TASK => Make a verbatim copy of all the records. Skip every image.

[RECORD EXCERPTS — start]

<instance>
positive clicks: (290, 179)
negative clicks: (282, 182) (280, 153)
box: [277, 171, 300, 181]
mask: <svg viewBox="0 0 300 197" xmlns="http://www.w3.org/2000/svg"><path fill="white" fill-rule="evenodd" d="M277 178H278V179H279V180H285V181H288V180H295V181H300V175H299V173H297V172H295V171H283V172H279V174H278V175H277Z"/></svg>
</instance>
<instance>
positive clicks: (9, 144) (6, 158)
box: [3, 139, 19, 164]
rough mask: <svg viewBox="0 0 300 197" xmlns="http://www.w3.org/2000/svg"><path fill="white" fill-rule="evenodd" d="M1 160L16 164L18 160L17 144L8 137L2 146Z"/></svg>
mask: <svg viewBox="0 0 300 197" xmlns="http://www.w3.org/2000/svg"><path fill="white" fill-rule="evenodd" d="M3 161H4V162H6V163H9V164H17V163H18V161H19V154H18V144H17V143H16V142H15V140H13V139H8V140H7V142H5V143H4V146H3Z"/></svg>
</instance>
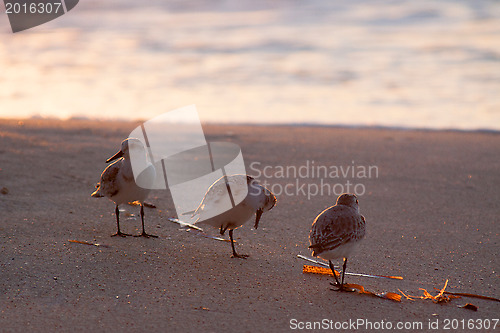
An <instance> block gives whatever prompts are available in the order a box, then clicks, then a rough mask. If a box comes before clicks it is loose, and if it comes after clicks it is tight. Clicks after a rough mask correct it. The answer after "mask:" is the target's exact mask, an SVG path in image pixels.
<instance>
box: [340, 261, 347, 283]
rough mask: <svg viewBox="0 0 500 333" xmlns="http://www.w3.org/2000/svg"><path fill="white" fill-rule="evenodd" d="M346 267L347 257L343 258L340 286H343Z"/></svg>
mask: <svg viewBox="0 0 500 333" xmlns="http://www.w3.org/2000/svg"><path fill="white" fill-rule="evenodd" d="M346 267H347V258H344V265H343V266H342V283H341V284H340V288H344V275H345V268H346Z"/></svg>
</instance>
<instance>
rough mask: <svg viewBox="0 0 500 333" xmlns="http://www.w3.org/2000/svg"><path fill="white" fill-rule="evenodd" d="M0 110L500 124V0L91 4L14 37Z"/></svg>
mask: <svg viewBox="0 0 500 333" xmlns="http://www.w3.org/2000/svg"><path fill="white" fill-rule="evenodd" d="M0 8H2V14H0V39H1V41H2V42H1V43H0V66H1V68H2V69H3V70H2V75H1V76H0V117H1V118H30V117H42V118H60V119H69V118H86V119H120V120H147V119H151V118H153V117H155V116H157V115H160V114H162V113H165V112H167V111H171V110H174V109H177V108H180V107H182V106H186V105H191V104H196V106H197V109H198V112H199V114H200V119H201V121H202V122H211V123H255V124H318V125H341V126H376V127H377V126H381V127H398V128H430V129H461V130H463V129H465V130H471V129H472V130H474V129H490V130H500V94H499V92H500V1H493V0H490V1H486V0H480V1H465V0H464V1H452V0H443V1H439V2H436V1H419V2H414V1H394V0H377V1H368V0H357V1H352V2H348V3H347V2H343V1H321V0H311V1H307V2H300V1H286V0H274V1H262V0H260V1H250V0H241V1H238V2H234V1H229V0H220V1H212V2H210V3H207V2H205V1H201V0H191V1H181V0H175V1H159V0H154V1H149V2H148V3H147V4H143V3H140V2H136V1H131V0H122V1H106V2H99V1H96V0H86V1H80V2H79V4H78V5H77V6H76V7H75V8H74V9H73V10H72V11H70V12H69V13H68V14H66V15H64V16H62V17H60V18H58V19H56V20H54V21H51V22H49V23H47V24H44V25H41V26H38V27H35V28H33V29H30V30H27V31H24V32H20V33H16V34H13V33H12V32H11V29H10V26H9V22H8V19H7V16H6V14H5V13H4V7H3V5H2V6H0Z"/></svg>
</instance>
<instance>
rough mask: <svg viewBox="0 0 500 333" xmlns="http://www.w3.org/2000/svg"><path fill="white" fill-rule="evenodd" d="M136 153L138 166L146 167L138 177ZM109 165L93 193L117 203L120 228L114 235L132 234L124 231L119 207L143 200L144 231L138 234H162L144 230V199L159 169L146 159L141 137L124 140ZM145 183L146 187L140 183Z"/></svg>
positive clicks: (100, 197)
mask: <svg viewBox="0 0 500 333" xmlns="http://www.w3.org/2000/svg"><path fill="white" fill-rule="evenodd" d="M131 151H133V152H134V154H133V156H134V167H135V168H136V169H137V170H143V171H142V172H141V173H140V174H139V176H138V177H137V182H136V180H134V173H133V171H132V165H131V161H130V152H131ZM115 160H117V161H116V162H114V163H113V164H111V165H109V166H108V167H107V168H106V169H104V171H103V172H102V174H101V181H100V182H99V184H98V185H97V189H96V191H95V192H94V193H92V195H91V196H92V197H95V198H101V197H108V198H109V199H110V200H112V201H114V203H115V204H116V208H115V214H116V226H117V228H118V231H117V232H116V234H114V235H111V236H112V237H113V236H121V237H125V236H131V235H130V234H125V233H123V232H121V231H120V211H119V209H118V206H119V205H121V204H126V203H129V202H133V201H139V203H140V205H141V220H142V234H140V235H137V236H135V237H140V236H142V237H146V238H148V237H158V236H155V235H149V234H147V233H146V231H145V230H144V200H145V199H146V197H147V196H148V194H149V191H150V190H149V189H150V188H151V187H152V185H153V183H154V180H155V177H156V172H155V168H154V166H153V165H152V164H151V163H149V162H148V160H147V158H146V149H145V148H144V145H143V144H142V142H141V141H140V140H139V139H134V138H128V139H126V140H123V141H122V145H121V149H120V151H119V152H117V153H116V154H115V155H113V156H112V157H110V158H108V159H107V160H106V163H109V162H112V161H115ZM137 183H139V184H141V185H142V186H143V187H140V186H138V185H137Z"/></svg>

[RECORD EXCERPTS — finish]

EXERCISE OUTPUT =>
<instance>
positive clicks: (290, 179)
negative clicks: (282, 182) (280, 153)
box: [277, 171, 300, 181]
mask: <svg viewBox="0 0 300 197" xmlns="http://www.w3.org/2000/svg"><path fill="white" fill-rule="evenodd" d="M277 178H278V179H279V180H285V181H288V180H295V181H300V175H299V173H297V172H295V171H283V172H279V174H278V175H277Z"/></svg>
</instance>
<instance>
positive clicks: (9, 144) (6, 158)
box: [3, 139, 19, 164]
rough mask: <svg viewBox="0 0 300 197" xmlns="http://www.w3.org/2000/svg"><path fill="white" fill-rule="evenodd" d="M1 160L16 164L18 160L17 144L8 137L2 146Z"/></svg>
mask: <svg viewBox="0 0 300 197" xmlns="http://www.w3.org/2000/svg"><path fill="white" fill-rule="evenodd" d="M3 161H4V162H6V163H9V164H17V163H18V161H19V154H18V144H17V143H16V142H15V140H13V139H8V140H7V142H5V143H4V146H3Z"/></svg>
</instance>
An <instance> block gives whatever prompts are available in the order a box, then clicks, then a rough mask. If a box comes before clicks it is loose, and if it comes after clicks it is tight. Clicks after a rough mask correct it. The answer after "mask:" is the target's exact mask, an SVG path in image pixels.
<instance>
box: [340, 261, 347, 283]
rough mask: <svg viewBox="0 0 500 333" xmlns="http://www.w3.org/2000/svg"><path fill="white" fill-rule="evenodd" d="M346 267L347 257L343 258L340 286H343Z"/></svg>
mask: <svg viewBox="0 0 500 333" xmlns="http://www.w3.org/2000/svg"><path fill="white" fill-rule="evenodd" d="M346 267H347V258H344V265H343V266H342V283H341V284H340V288H344V275H345V268H346Z"/></svg>
</instance>
<instance>
rough mask: <svg viewBox="0 0 500 333" xmlns="http://www.w3.org/2000/svg"><path fill="white" fill-rule="evenodd" d="M0 110L500 124V0L91 4L14 37Z"/></svg>
mask: <svg viewBox="0 0 500 333" xmlns="http://www.w3.org/2000/svg"><path fill="white" fill-rule="evenodd" d="M0 8H2V14H0V39H1V41H2V42H1V43H0V66H1V68H2V69H3V70H2V75H1V76H0V117H1V118H30V117H42V118H60V119H69V118H86V119H120V120H147V119H151V118H153V117H155V116H157V115H160V114H162V113H165V112H167V111H171V110H174V109H177V108H180V107H182V106H186V105H191V104H196V106H197V109H198V112H199V114H200V119H201V121H202V122H211V123H255V124H318V125H341V126H376V127H377V126H381V127H398V128H430V129H461V130H463V129H465V130H471V129H472V130H474V129H490V130H500V94H499V92H500V1H493V0H490V1H486V0H480V1H465V0H464V1H452V0H443V1H439V2H436V1H419V2H414V1H394V0H377V1H368V0H357V1H352V2H348V3H347V2H343V1H321V0H311V1H307V2H300V1H286V0H274V1H262V0H260V1H250V0H241V1H238V2H234V1H229V0H220V1H212V2H210V3H207V2H205V1H201V0H191V1H181V0H175V1H159V0H154V1H149V2H148V3H147V4H143V3H140V2H136V1H131V0H122V1H106V2H99V1H96V0H86V1H80V2H79V4H78V5H77V6H76V7H75V8H74V9H73V10H72V11H70V12H69V13H68V14H66V15H64V16H62V17H60V18H58V19H56V20H54V21H51V22H49V23H47V24H44V25H41V26H38V27H35V28H33V29H30V30H27V31H24V32H20V33H16V34H13V33H12V32H11V29H10V26H9V22H8V19H7V16H6V14H5V13H4V7H3V5H2V6H0Z"/></svg>
</instance>
<instance>
rough mask: <svg viewBox="0 0 500 333" xmlns="http://www.w3.org/2000/svg"><path fill="white" fill-rule="evenodd" d="M136 153L138 166L146 167L138 177ZM109 165L93 193L117 203L120 228L114 235L132 234L124 231L119 207L143 200L144 231L138 234H162L144 230V199L159 169L146 159L141 137L124 140ZM145 183L146 187L140 183Z"/></svg>
positive clicks: (100, 197)
mask: <svg viewBox="0 0 500 333" xmlns="http://www.w3.org/2000/svg"><path fill="white" fill-rule="evenodd" d="M131 151H133V152H134V154H133V156H134V167H135V168H136V169H137V170H143V171H142V172H141V173H140V174H139V176H138V177H137V182H136V180H134V173H133V171H132V165H131V161H130V152H131ZM115 160H117V161H116V162H114V163H113V164H111V165H109V166H108V167H107V168H106V169H104V171H103V172H102V174H101V181H100V182H99V184H98V185H97V189H96V191H95V192H94V193H92V195H91V196H92V197H95V198H101V197H108V198H109V199H110V200H112V201H114V203H115V204H116V208H115V214H116V226H117V228H118V231H117V232H116V234H114V235H111V236H112V237H113V236H121V237H125V236H131V235H130V234H125V233H123V232H121V231H120V211H119V209H118V206H119V205H121V204H126V203H129V202H133V201H139V203H140V205H141V220H142V234H140V235H137V236H135V237H140V236H142V237H146V238H148V237H158V236H155V235H149V234H147V233H146V231H145V230H144V200H145V199H146V197H147V196H148V194H149V191H150V190H149V189H150V188H151V187H152V185H153V183H154V180H155V177H156V172H155V168H154V166H153V165H152V164H151V163H149V162H148V160H147V158H146V149H145V148H144V145H143V144H142V142H141V141H140V140H139V139H134V138H128V139H126V140H123V141H122V145H121V149H120V151H119V152H117V153H116V154H115V155H113V156H112V157H110V158H108V159H107V160H106V163H109V162H112V161H115ZM137 183H139V184H141V185H142V186H143V187H140V186H138V185H137Z"/></svg>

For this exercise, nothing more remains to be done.